RFR (L) JDK-8195100: Use a low latency hashtable for SymbolTable

coleen.phillimore at oracle.com coleen.phillimore at oracle.com
Fri Aug 3 00:02:10 UTC 2018



On 8/2/18 5:20 PM, Ioi Lam wrote:
>
>
> On 8/2/18 11:19 AM, Gerard Ziemski wrote:
>>> On Aug 2, 2018, at 12:30 PM, coleen.phillimore at oracle.com wrote:
>>>
>>>
>>>
>>> On 8/2/18 1:25 PM, Ioi Lam wrote:
>>>>
>>>> On 8/2/18 10:08 AM, coleen.phillimore at oracle.com wrote:
>>>>>
>>>>> On 8/2/18 12:26 PM, Ioi Lam wrote:
>>>>>>
>>>>>> On 8/2/18 8:44 AM, Gerard Ziemski wrote:
>>>>>>>> On Aug 2, 2018, at 10:40 AM, Ioi Lam <ioi.lam at oracle.com> wrote:
>>>>>>>>
>>>>>>>>
>>>>>>>>
>>>>>>>> On 8/2/18 8:26 AM, Gerard Ziemski wrote:
>>>>>>>>>> symbolTable.cpp:
>>>>>>>>>>
>>>>>>>>>>    342   // Otherwise, add the symbol to table. Copy to a C 
>>>>>>>>>> string first.
>>>>>>>>>>    343   char stack_buf[ON_STACK_BUFFER_LENGTH];
>>>>>>>>>>    344   ResourceMark rm(THREAD);
>>>>>>>>>>    345   if (len <= ON_STACK_BUFFER_LENGTH) {
>>>>>>>>>>    346     buffer = stack_buf;
>>>>>>>>>>    347   } else {
>>>>>>>>>>    348     buffer = NEW_RESOURCE_ARRAY_IN_THREAD(THREAD, 
>>>>>>>>>> char, len);
>>>>>>>>>>    349   }
>>>>>>>>>>    350   for (int i=0; i<len; i++) {
>>>>>>>>>>    351     buffer[i] = name[i];
>>>>>>>>>>    352   }
>>>>>>>>>>    353   // Make sure there is no safepoint in the code above 
>>>>>>>>>> since name can't move.
>>>>>>>>>>    354   // We can't include the code in NoSafepointVerifier 
>>>>>>>>>> because of the
>>>>>>>>>>    355   // ResourceMark.
>>>>>>>>>>
>>>>>>>>>> The above is dead code and should be removed.
>>>>>>>>> That’s not dead code, but in fact you did find an issue here - 
>>>>>>>>> we should be using the “buffer”, not “name” when we add to the 
>>>>>>>>> table. Thanks!
>>>>>>>>>
>>>>>>>>>
>>>>>>>> Why do you need to make a copy here? buffer and name seems to 
>>>>>>>> have the exact same contents.

☆ ☆ ☆

__Requirement a__
Name every person who wrote one of the messages in the code review thread, whether posted or quoted.
The code review thread and the records below it are unrelated material.

__Extracted material__
☆ ☆ ☆

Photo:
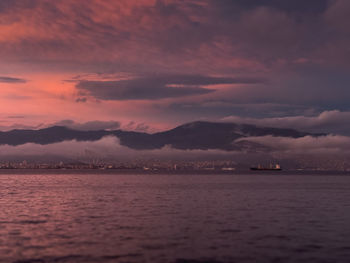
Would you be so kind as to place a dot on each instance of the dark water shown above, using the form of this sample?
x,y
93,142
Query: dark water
x,y
174,218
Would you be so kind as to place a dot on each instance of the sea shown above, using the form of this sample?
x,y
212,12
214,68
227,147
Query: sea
x,y
181,218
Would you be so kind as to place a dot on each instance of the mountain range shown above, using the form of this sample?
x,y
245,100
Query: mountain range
x,y
195,135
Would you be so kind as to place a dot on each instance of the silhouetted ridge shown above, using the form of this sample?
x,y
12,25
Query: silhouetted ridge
x,y
195,135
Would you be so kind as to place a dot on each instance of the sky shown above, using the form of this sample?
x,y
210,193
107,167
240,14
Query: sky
x,y
150,65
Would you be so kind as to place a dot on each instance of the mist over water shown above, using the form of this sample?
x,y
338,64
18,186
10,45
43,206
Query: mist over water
x,y
174,218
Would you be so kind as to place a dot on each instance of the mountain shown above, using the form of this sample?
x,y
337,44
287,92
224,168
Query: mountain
x,y
196,135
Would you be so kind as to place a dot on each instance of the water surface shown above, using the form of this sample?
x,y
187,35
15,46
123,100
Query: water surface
x,y
174,218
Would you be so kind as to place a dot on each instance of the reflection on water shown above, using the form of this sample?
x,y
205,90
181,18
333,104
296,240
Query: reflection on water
x,y
174,218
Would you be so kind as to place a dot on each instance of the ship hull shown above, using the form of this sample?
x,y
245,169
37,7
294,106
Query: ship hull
x,y
265,169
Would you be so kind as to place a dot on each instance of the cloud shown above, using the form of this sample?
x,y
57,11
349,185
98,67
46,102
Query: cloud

☆ ☆ ☆

__Requirement b__
Gather each line of the records that contains the word "reflection".

__Full response a__
coleen.phillimore at oracle.com
Ioi Lam
Gerard Ziemski

__Full response b__
Would you be so kind as to place a dot on each instance of the reflection on water shown above, using the form of this sample?
Query: reflection on water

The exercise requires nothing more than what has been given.